> **Provided text**

The catastrophic government failure that conspired with Hurricane Katrina to devastate New Orleans two years ago will not easily be forgotten. The images were stark–families stranded on rooftops, panicked masses at the fetid Superdome, bloated bodies left adrift–and the soundbites terse, with Bush’s back-slapping “Heckuva job, Brownie” providing the best summary of his Administration’s sense of accountability to the people of New Orleans. In the media and among the American public, the outrage–at the suffering, injustice and official incompetence–was seemingly universal. So it is difficult to understand how New Orleans could have been allowed to endure what came next.
When the Gulf Coast desperately needed a massive public works program, what it got was a stronger dose of the very same toxic neoliberal policies that laid the groundwork for the Katrina disaster. Public services were starved as critical government functions were outsourced to politically connected corporations. Because the Bush Administration refused to allow emergency funds to pay municipal workers’ salaries, 3,000 were fired. Millions in taxpayer funds went to crony firms such as the funeral company Kenyon, a division of Service Corporation International (a big Bush donor), which was hired to retrieve dead bodies at $12,500 apiece. The privatized reconstruction regime was not only grossly inefficient; it cut out rank-and-file New Orleanians who actually cared whether the effort succeeded or failed. As Nation columnist Naomi Klein points out in her new book, The Shock Doctrine: The Rise of Disaster Capitalism, “Washington could easily have made it a condition of every Katrina contract that companies hire local people at decent wages to help them put their lives together. Instead, the residents of the Gulf Coast…were expected to watch as contractors created an economic boom based on easy taxpayer money and relaxed regulations.” With little oversight, these contractors have exploited the most vulnerable. Undocumented immigrants, typically paid meager wages, make up a quarter of the reconstruction workforce. Meanwhile, much of the city is being rebuilt with the cheapest labor of all: prison labor.

> **Problem statement**
Extend the passage on New Orleans after Katrina, starting right after its final sentence. None of the lines in the next blocks relate to the passage on New Orleans after Katrina.

> **Stored data**
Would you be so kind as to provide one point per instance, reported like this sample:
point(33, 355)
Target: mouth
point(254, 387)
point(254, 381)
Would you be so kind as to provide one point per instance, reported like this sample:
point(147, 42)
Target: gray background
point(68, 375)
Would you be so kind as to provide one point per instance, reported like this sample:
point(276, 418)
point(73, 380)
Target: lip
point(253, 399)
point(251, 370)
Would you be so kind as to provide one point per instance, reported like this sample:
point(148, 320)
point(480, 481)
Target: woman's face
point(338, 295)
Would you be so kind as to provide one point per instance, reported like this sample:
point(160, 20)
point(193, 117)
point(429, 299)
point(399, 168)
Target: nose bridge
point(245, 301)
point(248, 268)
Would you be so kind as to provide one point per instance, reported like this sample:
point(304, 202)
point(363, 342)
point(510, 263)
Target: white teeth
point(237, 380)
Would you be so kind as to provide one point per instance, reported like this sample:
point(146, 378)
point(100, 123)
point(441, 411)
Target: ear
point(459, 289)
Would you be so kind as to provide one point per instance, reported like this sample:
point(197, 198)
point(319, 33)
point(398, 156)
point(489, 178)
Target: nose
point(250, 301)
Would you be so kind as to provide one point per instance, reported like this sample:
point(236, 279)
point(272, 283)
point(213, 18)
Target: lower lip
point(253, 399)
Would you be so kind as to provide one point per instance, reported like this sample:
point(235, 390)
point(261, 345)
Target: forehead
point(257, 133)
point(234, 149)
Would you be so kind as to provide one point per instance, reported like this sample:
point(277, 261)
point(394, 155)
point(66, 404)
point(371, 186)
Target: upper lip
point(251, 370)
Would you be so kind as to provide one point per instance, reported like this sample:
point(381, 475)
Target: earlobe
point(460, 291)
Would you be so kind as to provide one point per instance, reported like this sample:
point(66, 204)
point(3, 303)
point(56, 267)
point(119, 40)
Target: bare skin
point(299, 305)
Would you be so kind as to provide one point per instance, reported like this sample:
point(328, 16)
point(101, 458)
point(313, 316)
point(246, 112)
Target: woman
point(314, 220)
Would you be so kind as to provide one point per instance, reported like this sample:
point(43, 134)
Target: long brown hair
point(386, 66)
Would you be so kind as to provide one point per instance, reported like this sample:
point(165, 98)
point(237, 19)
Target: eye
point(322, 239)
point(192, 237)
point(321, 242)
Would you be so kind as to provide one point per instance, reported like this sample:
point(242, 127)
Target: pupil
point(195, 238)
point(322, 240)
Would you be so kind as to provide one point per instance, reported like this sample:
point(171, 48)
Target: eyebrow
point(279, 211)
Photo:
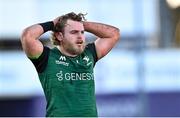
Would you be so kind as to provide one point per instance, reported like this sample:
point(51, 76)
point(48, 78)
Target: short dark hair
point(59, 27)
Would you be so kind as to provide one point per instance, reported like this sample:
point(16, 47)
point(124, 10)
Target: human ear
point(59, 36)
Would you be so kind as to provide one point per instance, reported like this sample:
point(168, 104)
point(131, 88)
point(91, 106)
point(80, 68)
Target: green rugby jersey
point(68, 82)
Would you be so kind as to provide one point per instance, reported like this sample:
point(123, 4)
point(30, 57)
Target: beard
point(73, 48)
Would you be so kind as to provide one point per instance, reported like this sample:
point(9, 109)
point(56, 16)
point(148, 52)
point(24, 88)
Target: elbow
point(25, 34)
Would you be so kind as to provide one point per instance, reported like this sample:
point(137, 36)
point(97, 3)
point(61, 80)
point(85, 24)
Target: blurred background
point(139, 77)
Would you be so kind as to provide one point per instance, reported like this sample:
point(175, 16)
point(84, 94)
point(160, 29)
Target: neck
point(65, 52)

--

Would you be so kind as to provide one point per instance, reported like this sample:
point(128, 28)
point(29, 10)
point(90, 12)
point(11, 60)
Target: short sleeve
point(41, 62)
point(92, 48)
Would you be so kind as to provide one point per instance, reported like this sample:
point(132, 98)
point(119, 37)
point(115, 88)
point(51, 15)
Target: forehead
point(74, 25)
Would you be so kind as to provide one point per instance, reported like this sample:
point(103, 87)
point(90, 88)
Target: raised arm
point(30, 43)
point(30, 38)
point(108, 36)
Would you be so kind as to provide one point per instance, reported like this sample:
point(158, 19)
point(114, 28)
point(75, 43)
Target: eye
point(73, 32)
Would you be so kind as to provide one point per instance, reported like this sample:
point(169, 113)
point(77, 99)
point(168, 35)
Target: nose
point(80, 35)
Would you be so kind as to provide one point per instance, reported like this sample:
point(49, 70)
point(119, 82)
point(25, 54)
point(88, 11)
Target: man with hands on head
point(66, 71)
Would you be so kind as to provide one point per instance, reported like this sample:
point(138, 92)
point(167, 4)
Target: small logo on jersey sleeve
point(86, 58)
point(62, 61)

* * *

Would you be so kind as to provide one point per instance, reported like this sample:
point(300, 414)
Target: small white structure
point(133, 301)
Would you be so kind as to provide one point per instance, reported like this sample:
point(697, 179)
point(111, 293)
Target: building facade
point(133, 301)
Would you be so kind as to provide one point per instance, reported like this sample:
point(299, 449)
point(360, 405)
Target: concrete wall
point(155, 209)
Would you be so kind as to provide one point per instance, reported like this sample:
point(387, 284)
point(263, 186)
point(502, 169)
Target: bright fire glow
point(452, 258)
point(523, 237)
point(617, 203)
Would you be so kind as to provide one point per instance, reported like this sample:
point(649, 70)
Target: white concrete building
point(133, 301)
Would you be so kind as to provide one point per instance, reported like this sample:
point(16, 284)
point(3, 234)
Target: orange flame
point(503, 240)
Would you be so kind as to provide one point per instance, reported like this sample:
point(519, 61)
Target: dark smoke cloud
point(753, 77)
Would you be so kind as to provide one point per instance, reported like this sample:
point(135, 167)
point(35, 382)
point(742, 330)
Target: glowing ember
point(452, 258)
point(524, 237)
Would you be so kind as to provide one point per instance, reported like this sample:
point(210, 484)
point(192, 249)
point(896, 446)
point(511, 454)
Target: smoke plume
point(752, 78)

> **Answer space**
With such a perversely skewed economic development strategy, the spiraling social crisis that followed–documented by the articles in this issue–was probably inevitable. Still, it was helped along by yet more bad policies. The public school system was drastically remade and is now a patchwork quilt of charter schools along with a small, withered state-run system. Housing remains a huge problem. When rents spiked to 45 percent above pre-Katrina levels, the government responded by slating 5,000 public housing units for demolition. As attorney Bill Quigley puts it in this issue, “Neighborhoods are breaking down because we don’t have the families back. We don’t have a lot of the churches. We don’t have the infrastructure in poor communities that we had before.” Given all this, the rise in crime that has disfigured the city was practically foreordained. With the murder rate hitting record highs, law-and-order politicians prescribed a crackdown, and arrests now stand at an average of 1,300 per week.
The solutions to these problems are almost too obvious to mention–but they all depend on the creation of a very different sort of public sector, one that works for the people, not for business elites and Washington ideologues. That does not seem to be in the cards right now. Instead, communities, aided and inspired by outside volunteers and charitable donors, are taking matters into their own hands. They are fighting to restore their neighborhoods, keeping in mind the delicate ecology around them. They are preparing as best they can for the next storm.